In the material between the lines holding "for every instance of the bare arm, set" and "(1089, 443)", inclusive, replace "bare arm" with "exposed arm" and leave all else unchanged. Output only those lines.

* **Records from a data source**
※ ※ ※
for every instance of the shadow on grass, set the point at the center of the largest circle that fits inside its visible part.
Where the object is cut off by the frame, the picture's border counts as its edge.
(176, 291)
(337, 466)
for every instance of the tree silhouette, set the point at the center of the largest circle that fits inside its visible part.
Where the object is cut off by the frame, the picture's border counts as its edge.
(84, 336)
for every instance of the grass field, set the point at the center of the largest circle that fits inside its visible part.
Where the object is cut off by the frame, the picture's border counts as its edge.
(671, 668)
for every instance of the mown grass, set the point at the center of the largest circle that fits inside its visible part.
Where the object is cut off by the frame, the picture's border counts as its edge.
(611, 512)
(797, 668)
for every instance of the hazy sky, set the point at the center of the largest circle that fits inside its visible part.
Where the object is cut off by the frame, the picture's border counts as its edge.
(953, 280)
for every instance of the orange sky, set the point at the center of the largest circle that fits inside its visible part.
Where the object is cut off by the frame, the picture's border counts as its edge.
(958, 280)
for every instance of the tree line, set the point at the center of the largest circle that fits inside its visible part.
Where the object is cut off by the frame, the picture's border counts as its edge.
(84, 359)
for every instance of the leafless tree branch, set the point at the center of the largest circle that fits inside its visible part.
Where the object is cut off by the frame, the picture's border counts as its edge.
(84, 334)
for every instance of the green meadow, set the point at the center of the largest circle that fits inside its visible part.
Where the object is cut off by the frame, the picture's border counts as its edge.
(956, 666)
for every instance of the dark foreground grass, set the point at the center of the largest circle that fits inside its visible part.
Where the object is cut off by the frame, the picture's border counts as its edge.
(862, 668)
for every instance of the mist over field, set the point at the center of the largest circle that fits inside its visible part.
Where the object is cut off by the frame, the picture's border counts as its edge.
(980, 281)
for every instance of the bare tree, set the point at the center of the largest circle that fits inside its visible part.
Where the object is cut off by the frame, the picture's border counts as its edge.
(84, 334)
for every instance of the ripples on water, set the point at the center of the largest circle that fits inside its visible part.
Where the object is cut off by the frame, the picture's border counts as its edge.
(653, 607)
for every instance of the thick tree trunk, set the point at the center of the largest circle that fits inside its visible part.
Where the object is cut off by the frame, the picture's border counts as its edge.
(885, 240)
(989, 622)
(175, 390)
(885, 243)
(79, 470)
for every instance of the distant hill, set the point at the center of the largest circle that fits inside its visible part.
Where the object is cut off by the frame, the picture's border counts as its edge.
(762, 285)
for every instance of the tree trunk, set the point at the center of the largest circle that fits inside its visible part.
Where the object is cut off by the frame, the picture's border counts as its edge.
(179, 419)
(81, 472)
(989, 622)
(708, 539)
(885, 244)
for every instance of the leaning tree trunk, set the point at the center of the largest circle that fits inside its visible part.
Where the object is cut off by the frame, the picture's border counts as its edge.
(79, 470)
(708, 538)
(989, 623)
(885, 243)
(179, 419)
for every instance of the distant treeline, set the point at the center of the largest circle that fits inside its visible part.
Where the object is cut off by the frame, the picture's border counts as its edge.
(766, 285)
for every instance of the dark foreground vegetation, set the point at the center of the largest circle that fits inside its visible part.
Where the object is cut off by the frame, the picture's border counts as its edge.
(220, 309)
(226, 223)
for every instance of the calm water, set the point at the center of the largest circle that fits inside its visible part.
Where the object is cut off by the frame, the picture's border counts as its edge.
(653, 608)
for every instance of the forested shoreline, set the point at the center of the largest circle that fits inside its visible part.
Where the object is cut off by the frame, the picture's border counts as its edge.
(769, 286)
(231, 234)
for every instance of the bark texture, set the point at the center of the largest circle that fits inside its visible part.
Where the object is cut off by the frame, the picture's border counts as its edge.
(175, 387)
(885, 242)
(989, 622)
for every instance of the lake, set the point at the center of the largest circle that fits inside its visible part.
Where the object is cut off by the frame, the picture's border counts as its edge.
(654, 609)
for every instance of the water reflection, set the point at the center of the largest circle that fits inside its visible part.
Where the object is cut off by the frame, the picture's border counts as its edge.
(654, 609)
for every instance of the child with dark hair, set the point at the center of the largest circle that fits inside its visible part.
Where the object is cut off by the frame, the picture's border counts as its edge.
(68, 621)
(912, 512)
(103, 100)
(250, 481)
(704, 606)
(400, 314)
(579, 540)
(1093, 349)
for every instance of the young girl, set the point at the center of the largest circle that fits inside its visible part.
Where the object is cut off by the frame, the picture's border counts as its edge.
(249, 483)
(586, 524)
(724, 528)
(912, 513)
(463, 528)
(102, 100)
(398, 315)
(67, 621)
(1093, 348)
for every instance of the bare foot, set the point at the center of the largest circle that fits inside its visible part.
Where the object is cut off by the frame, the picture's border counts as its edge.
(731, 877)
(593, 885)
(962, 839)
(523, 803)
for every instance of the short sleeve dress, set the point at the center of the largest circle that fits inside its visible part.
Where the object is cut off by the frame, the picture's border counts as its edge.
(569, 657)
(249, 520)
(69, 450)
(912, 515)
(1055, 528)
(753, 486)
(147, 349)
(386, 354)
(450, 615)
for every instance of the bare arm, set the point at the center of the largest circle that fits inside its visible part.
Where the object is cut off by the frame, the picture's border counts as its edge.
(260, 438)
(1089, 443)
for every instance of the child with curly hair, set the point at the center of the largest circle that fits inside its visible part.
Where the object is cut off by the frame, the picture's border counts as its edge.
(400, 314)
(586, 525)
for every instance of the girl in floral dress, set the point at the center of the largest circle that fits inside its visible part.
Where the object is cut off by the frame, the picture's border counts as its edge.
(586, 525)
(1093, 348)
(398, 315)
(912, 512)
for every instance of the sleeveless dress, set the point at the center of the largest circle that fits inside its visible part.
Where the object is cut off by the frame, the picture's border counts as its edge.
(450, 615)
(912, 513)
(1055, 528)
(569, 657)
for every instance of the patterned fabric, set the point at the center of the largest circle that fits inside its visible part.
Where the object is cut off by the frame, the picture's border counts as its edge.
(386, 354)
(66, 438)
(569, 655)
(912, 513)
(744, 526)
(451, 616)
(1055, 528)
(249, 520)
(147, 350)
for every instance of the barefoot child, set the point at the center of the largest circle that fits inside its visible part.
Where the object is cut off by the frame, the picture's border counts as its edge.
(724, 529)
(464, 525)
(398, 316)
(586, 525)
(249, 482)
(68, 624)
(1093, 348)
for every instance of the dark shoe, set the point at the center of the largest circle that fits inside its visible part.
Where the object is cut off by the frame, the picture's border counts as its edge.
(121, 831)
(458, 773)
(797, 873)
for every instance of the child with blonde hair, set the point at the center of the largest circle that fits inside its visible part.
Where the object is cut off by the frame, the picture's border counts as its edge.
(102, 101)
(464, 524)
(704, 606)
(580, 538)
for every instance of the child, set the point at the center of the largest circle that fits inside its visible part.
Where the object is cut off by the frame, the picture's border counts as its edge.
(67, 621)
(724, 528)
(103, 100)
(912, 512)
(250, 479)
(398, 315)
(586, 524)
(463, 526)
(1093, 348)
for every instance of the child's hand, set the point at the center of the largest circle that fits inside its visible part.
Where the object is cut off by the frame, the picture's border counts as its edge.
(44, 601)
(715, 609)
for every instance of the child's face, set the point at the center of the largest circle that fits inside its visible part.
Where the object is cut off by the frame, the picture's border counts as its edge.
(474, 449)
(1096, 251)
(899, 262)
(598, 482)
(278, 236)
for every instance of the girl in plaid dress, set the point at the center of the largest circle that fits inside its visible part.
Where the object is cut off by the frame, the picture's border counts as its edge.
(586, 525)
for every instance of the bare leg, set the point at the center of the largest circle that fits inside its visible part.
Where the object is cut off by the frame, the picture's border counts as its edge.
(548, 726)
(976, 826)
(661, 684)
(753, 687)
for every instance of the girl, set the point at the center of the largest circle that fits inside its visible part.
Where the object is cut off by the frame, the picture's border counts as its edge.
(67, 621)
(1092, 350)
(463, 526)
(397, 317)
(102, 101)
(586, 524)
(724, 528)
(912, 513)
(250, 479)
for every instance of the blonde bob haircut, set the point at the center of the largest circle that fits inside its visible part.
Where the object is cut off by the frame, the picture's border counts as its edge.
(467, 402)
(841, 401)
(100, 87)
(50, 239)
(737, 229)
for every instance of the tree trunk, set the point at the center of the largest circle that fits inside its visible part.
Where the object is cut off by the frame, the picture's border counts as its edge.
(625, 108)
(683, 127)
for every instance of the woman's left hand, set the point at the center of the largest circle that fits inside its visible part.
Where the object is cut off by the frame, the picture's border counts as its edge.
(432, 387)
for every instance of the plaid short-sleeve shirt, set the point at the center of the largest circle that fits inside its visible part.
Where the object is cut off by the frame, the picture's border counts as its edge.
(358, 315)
※ ※ ※
* **RESPONSE FOR THIS EXERCISE**
for every instance of the exposed arm, set the point at the center of the largest circle that fits inside its visible part.
Where the object is cut off by the frame, the picture's border counts as its edge.
(260, 438)
(1089, 443)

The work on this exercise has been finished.